- _EXERCISE PROMPT_
Return, word for word, the stretch of the article on making an impression as a new leader that begins at the words "It’s not news" and stops after "the right reasons.".
──────── PROVIDED PASSAGE
It’s not news that we’re all guilty of making very quick judgements; you may have heard that it takes only 7 seconds to decide on the characteristics of others. A study in 2016 found that it’s much less than that, and that we actually make those decisions within 0.1 seconds. Most people want to make a positive first impression, but the question a lot of people ask is how to impress the new boss. As a new senior leader, you should want to make a lasting impression on your new team, and for all the right reasons.
Don’t try to impress
While you want to make a great impression, you’re not there to impress; if you’re just trying to establish authority, you probably won’t command trust and you’ll appear aggressive. You need to be authentic and sincere. Don’t project a false confidence, but be energetic and enthusiastic. The workplace is not an unemotional place, and both passion and dispassion are contagious. If you want a team to engage with you, show them you are passionate about being there.
You can’t be successful without your people
A leader is only a success if they lead their team to success. That means that ultimately, your job is about the human element within the organisation; no one will achieve anything without their engagement or buy-in. When you’re taking over an established team, you’ve got a lot of work to do to build their trust in you and your vision. You need to start and cultivate relationships with your team, constantly monitor the team dynamic and continue to assess their readiness for change as you introduce changes and new ideas in a measured way.
Don’t rush change
It’s not unusual for a new leader to want to start making changes to the organisation almost immediately to achieve some quick and measurable wins. Don’t fall into this trap; people are already nervous about change, and rapid change that isn’t supported by the team won’t enjoy long-term success. Making significant changes too quickly, even if your plan of action is undoubtedly the right strategic approach for the organisation, will not have the buy-in from existing employees if they’re not ready to embrace those changes and understand your vision. Even if you’ve been brought into the organisation with the overall purpose of change, remember you still need to take your time and have employees on-side, or you’ll end up making surface-level changes that won’t have a lasting impact.
Be interested in employees
These people matter, so take a genuine interest in what matters to them. Learn names and where they are located. Find out what they have achieved and accomplished. Don’t limit conversation to the working environment or the task at hand; try to establish a common interest. You’re human and so are they – you’ll create a more trustworthy impression if you establish rapport beyond what’s been happening behind the desk. Foster a sense of team and camaraderie. You can make connections at a personal level without being unprofessional, so get to know more about your team and encourage them to learn more about you.
────────────────
──────── DATA EXCERPTS
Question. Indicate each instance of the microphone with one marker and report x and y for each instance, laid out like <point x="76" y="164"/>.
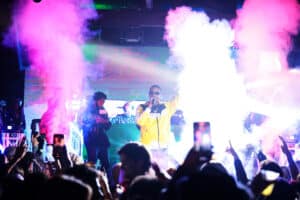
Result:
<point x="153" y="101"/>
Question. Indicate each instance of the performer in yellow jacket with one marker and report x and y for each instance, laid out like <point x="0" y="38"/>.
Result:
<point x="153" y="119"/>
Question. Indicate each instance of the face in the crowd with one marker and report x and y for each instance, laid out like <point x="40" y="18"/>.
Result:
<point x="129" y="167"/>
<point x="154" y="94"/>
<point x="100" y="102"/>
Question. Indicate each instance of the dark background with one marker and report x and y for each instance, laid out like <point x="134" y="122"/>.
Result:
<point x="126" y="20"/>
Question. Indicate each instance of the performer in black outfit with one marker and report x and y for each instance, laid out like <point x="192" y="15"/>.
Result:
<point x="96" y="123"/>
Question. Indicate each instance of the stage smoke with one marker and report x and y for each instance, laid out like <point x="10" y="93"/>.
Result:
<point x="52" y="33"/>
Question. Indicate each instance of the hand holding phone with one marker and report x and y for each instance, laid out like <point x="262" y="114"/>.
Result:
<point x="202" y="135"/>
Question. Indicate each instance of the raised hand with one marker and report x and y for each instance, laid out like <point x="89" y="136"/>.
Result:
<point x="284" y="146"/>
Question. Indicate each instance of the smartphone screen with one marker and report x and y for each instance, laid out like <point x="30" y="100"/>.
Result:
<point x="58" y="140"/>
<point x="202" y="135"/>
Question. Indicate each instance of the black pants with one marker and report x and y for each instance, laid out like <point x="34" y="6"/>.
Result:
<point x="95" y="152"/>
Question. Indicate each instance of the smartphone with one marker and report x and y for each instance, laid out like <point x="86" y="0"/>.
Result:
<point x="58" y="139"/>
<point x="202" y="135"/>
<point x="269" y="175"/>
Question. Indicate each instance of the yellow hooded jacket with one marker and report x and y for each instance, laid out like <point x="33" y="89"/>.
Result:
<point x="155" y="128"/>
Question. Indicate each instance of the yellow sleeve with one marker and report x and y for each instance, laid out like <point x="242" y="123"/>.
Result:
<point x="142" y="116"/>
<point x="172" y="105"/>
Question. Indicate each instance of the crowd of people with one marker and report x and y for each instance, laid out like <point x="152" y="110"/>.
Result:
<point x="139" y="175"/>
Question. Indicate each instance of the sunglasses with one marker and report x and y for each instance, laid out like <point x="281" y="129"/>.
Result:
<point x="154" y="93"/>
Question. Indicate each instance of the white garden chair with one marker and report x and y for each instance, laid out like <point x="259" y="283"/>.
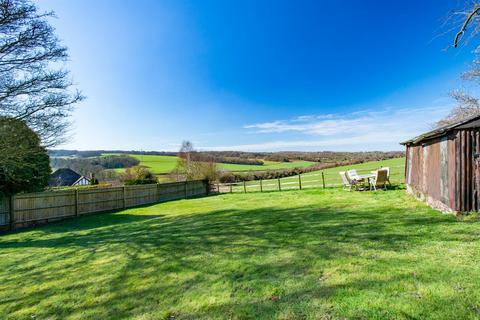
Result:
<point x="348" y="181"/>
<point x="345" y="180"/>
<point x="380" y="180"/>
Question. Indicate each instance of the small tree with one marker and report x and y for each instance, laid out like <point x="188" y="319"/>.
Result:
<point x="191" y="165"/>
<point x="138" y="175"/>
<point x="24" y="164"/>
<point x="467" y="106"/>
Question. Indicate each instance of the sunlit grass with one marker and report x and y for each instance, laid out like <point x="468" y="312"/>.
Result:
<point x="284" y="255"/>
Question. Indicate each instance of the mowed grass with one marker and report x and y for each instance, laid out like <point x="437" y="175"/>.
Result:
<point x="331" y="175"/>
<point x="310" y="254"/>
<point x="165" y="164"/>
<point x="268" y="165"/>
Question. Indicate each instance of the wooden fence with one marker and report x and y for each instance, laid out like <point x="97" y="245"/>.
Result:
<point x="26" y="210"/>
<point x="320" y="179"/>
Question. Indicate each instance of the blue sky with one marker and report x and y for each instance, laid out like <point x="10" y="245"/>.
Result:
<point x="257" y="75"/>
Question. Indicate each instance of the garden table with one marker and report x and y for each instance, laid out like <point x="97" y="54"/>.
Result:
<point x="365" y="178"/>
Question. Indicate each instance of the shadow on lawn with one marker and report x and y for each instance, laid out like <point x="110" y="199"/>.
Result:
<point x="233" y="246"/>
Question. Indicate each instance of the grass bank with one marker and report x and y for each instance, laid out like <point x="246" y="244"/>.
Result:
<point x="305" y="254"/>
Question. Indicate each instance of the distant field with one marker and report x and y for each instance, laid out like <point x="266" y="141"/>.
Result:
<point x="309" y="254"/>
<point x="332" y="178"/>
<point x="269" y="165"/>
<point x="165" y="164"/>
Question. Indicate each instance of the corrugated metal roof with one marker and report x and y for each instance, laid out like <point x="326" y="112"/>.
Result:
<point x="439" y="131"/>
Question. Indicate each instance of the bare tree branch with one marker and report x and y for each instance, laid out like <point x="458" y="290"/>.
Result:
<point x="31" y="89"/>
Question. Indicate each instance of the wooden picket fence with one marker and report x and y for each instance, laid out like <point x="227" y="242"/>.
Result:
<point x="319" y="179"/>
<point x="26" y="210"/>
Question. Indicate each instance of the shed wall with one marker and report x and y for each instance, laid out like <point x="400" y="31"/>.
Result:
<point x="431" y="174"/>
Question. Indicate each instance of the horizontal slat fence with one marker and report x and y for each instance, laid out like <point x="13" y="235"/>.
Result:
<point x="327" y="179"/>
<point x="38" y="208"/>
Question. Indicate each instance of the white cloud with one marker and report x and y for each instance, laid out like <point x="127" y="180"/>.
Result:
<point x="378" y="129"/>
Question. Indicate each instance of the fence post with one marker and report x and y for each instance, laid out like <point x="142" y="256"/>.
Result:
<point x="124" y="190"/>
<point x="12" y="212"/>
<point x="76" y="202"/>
────────────────
──────── DATA EXCERPTS
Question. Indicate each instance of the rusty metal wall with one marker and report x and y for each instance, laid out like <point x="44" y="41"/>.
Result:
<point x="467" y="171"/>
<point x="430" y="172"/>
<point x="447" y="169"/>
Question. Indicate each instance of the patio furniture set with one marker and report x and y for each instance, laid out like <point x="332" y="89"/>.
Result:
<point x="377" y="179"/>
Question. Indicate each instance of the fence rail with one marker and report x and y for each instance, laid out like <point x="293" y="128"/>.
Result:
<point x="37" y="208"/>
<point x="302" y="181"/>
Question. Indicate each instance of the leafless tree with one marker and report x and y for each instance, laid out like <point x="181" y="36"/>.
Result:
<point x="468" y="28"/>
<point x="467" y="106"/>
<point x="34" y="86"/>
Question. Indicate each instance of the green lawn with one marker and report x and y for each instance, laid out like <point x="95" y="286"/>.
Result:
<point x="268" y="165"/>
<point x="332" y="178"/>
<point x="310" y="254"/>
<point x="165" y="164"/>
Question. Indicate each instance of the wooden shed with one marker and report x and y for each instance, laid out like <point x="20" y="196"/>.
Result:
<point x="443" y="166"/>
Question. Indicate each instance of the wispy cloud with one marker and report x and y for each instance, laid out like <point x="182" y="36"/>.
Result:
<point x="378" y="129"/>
────────────────
- _THE COMPLETED TASK_
It’s not news that we’re all guilty of making very quick judgements; you may have heard that it takes only 7 seconds to decide on the characteristics of others. A study in 2016 found that it’s much less than that, and that we actually make those decisions within 0.1 seconds. Most people want to make a positive first impression, but the question a lot of people ask is how to impress the new boss. As a new senior leader, you should want to make a lasting impression on your new team, and for all the right reasons.